TRAVAIL À FAIRE
Recopiez mot pour mot l'ensemble des enregistrements ci-dessous, du premier au dernier.

### SUPPORTS DE L'EXERCICE ###

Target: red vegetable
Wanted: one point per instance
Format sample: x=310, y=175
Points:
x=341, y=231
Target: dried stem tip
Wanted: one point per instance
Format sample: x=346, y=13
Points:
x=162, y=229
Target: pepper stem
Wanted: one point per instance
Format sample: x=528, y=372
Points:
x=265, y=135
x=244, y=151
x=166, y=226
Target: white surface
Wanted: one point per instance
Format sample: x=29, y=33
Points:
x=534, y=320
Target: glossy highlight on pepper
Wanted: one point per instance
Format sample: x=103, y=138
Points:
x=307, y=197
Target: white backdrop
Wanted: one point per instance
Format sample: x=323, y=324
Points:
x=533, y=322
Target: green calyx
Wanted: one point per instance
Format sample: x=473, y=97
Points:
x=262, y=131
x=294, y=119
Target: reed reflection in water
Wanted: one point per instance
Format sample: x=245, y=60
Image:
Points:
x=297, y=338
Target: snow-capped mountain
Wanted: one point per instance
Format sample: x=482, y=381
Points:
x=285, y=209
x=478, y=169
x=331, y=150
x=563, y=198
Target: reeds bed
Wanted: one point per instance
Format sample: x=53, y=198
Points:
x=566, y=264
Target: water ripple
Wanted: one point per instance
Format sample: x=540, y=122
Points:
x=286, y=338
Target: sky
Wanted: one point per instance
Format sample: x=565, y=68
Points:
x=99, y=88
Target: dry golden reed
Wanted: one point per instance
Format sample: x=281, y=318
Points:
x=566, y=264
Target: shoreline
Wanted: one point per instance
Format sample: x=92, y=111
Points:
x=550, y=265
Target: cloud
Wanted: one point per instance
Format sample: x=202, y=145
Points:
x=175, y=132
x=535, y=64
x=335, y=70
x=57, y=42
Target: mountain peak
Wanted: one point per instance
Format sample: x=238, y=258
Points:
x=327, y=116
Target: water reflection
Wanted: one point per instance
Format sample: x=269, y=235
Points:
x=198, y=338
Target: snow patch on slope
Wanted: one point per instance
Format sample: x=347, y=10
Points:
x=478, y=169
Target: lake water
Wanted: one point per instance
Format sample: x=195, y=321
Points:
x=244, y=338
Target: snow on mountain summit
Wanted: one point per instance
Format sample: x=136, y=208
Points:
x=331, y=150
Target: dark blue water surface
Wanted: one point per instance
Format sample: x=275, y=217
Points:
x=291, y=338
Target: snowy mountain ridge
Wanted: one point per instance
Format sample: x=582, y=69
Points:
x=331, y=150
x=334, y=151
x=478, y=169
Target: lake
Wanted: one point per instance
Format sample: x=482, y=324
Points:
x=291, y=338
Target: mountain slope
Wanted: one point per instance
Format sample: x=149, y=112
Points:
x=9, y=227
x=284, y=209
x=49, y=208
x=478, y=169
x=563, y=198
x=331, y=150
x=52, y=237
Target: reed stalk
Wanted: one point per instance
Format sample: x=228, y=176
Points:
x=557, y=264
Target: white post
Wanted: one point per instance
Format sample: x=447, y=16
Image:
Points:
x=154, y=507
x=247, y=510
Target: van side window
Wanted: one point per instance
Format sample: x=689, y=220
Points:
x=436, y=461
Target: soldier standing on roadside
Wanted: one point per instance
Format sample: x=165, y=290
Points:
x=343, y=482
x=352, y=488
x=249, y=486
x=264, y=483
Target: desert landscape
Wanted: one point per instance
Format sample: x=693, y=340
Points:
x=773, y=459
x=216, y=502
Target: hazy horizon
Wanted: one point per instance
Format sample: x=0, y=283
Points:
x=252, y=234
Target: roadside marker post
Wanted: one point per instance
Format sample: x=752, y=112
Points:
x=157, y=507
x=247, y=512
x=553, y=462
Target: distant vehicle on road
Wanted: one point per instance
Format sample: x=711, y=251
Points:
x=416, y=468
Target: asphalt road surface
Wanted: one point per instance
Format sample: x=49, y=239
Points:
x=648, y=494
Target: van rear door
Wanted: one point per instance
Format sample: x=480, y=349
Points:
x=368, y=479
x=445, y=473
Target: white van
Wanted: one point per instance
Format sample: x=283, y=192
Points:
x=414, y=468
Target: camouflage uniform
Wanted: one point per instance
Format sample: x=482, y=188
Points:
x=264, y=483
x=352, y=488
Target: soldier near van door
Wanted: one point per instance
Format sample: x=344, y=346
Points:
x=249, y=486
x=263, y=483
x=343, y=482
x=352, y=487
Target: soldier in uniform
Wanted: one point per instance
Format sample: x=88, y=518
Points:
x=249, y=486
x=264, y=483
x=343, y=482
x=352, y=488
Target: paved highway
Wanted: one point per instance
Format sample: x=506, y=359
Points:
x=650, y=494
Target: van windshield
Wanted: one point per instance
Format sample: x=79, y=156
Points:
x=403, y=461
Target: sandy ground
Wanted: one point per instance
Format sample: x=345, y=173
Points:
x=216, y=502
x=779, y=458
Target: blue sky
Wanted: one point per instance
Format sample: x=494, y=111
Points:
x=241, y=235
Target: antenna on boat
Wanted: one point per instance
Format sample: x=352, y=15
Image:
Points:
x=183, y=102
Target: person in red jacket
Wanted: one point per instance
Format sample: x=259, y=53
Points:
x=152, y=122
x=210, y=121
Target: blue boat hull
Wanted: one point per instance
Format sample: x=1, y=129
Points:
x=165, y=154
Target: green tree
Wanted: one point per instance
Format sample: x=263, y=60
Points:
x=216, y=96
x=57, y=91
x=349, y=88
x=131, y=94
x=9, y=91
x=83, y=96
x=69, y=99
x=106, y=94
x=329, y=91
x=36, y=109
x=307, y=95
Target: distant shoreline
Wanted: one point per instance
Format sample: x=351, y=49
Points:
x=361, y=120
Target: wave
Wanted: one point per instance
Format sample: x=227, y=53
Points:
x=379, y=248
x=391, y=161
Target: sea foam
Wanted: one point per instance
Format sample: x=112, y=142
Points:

###

RÉSULTAT COMPLET
Target: red vegetable
Wanted: one point per instance
Format sample: x=310, y=175
Points:
x=341, y=231
Target: dried stem tip
Wanted: one point per instance
Format sample: x=346, y=13
Points:
x=162, y=229
Target: pepper stem
Wanted: one point per instance
Format sample: x=528, y=372
Points:
x=265, y=135
x=244, y=151
x=166, y=226
Target: white surface
Wanted: one point per instance
Format sample: x=29, y=33
Points:
x=534, y=320
Target: glossy highlight on pepper
Wanted: one point per instance
Format sample: x=103, y=138
Points:
x=307, y=197
Target: white backdrop
Wanted: one point per instance
Format sample: x=323, y=324
Points:
x=533, y=322
Target: green calyx
Wanted: one point per instance
Format sample: x=473, y=97
Points:
x=262, y=131
x=294, y=119
Target: reed reflection in water
Wanted: one point per instance
Format sample: x=245, y=60
Image:
Points:
x=297, y=338
Target: snow-capped mountain
Wanted: one point per instance
Format sample: x=482, y=381
Points:
x=285, y=209
x=478, y=169
x=331, y=150
x=563, y=198
Target: reeds bed
Wanted: one point per instance
Format sample: x=53, y=198
Points:
x=566, y=264
Target: water ripple
Wanted: one point per instance
Format sample: x=540, y=122
Points:
x=286, y=338
Target: sky
Wanted: one point per instance
Format sample: x=565, y=68
Points:
x=99, y=88
Target: dry golden reed
Wanted: one point per instance
Format sample: x=281, y=318
Points:
x=566, y=264
Target: shoreline
Wanted: one point per instance
Format sample: x=92, y=111
Points:
x=550, y=265
Target: cloud
Wanted: one point per instance
Format sample: x=202, y=145
Points:
x=175, y=132
x=535, y=64
x=335, y=70
x=57, y=42
Target: mountain peak
Wanted: one point per instance
Format sample: x=238, y=258
Points:
x=327, y=116
Target: water reflection
Wanted: one point per instance
Format sample: x=269, y=235
Points:
x=198, y=338
Target: snow patch on slope
Wanted: one point per instance
Format sample: x=347, y=10
Points:
x=478, y=169
Target: lake water
Wanted: one point per instance
Format sample: x=195, y=321
Points:
x=244, y=338
Target: snow on mountain summit
Wanted: one point per instance
Format sample: x=136, y=208
Points:
x=331, y=150
Target: dark blue water surface
Wanted: one point per instance
Format sample: x=275, y=217
Points:
x=291, y=338
Target: snowy mountain ridge
Wanted: one point per instance
Format sample: x=582, y=69
Points:
x=331, y=150
x=334, y=151
x=478, y=169
Target: lake
Wanted: one point per instance
Format sample: x=482, y=324
Points:
x=291, y=338
Target: mountain slope
Wanted: one point per instance
Format sample: x=149, y=112
Points:
x=9, y=227
x=284, y=209
x=49, y=208
x=478, y=169
x=563, y=198
x=331, y=150
x=52, y=237
Target: reed stalk
Wanted: one point per instance
Format sample: x=228, y=176
Points:
x=557, y=264
Target: white post
Wanted: one point per instance
Format sample: x=447, y=16
Image:
Points:
x=154, y=507
x=247, y=510
Target: van side window
Wanted: one point per instance
Format sample: x=689, y=220
Points:
x=436, y=461
Target: soldier standing on roadside
Wanted: one point per instance
Format sample: x=165, y=290
Points:
x=343, y=482
x=352, y=488
x=249, y=486
x=264, y=483
Target: desert landscape
Wanted: one point per instance
Format sample: x=693, y=340
Points:
x=773, y=459
x=216, y=502
Target: hazy horizon
Wanted: one point per instance
Format sample: x=0, y=283
Points:
x=252, y=234
Target: roadside marker post
Wanted: one point per instance
Format sample: x=752, y=112
Points:
x=157, y=507
x=247, y=512
x=553, y=462
Target: distant vehicle on road
Wanted: one point per instance
Format sample: x=711, y=251
Points:
x=416, y=468
Target: asphalt road surface
Wanted: one point per instance
Format sample: x=49, y=239
Points:
x=648, y=494
Target: van rear door
Wanted: one point per instance
Format sample: x=480, y=349
Points:
x=368, y=479
x=445, y=473
Target: white van
Wanted: one point per instance
Format sample: x=283, y=192
Points:
x=414, y=468
Target: camouflage uniform
Wanted: one point per instance
Format sample: x=482, y=188
Points:
x=264, y=483
x=352, y=488
Target: soldier near van door
Wanted: one point per instance
Format sample: x=344, y=346
Points:
x=249, y=486
x=263, y=483
x=343, y=482
x=352, y=487
Target: soldier in uniform
Wanted: one point per instance
Format sample: x=88, y=518
Points:
x=249, y=486
x=264, y=483
x=343, y=482
x=352, y=488
Target: paved highway
Wanted: one point per instance
Format sample: x=506, y=359
Points:
x=650, y=494
Target: van windshield
Wanted: one point per instance
Format sample: x=79, y=156
Points:
x=403, y=461
Target: sandy ground
Wanted: one point per instance
Format sample: x=345, y=173
Points:
x=216, y=502
x=779, y=458
Target: blue sky
Wanted: one point per instance
Format sample: x=494, y=111
Points:
x=241, y=235
Target: antenna on boat
Wanted: one point per instance
Format sample: x=352, y=15
Image:
Points:
x=183, y=102
Target: person in red jacket
Wanted: one point per instance
Format sample: x=259, y=53
Points:
x=152, y=122
x=210, y=121
Target: blue boat hull
Wanted: one point per instance
Format sample: x=1, y=129
Points:
x=165, y=154
Target: green tree
Wanted: one point per instance
Format sample: x=263, y=60
Points:
x=216, y=96
x=57, y=91
x=349, y=88
x=131, y=94
x=9, y=91
x=83, y=96
x=69, y=99
x=106, y=94
x=329, y=91
x=36, y=109
x=307, y=95
Target: distant shoreline
Wanted: one point per instance
Format sample: x=351, y=49
Points:
x=361, y=120
Target: wave
Wanted: one point per instance
Format sample: x=227, y=53
Points:
x=379, y=248
x=391, y=161
Target: sea foam
Wanted: one point per instance
Format sample: x=112, y=142
Points:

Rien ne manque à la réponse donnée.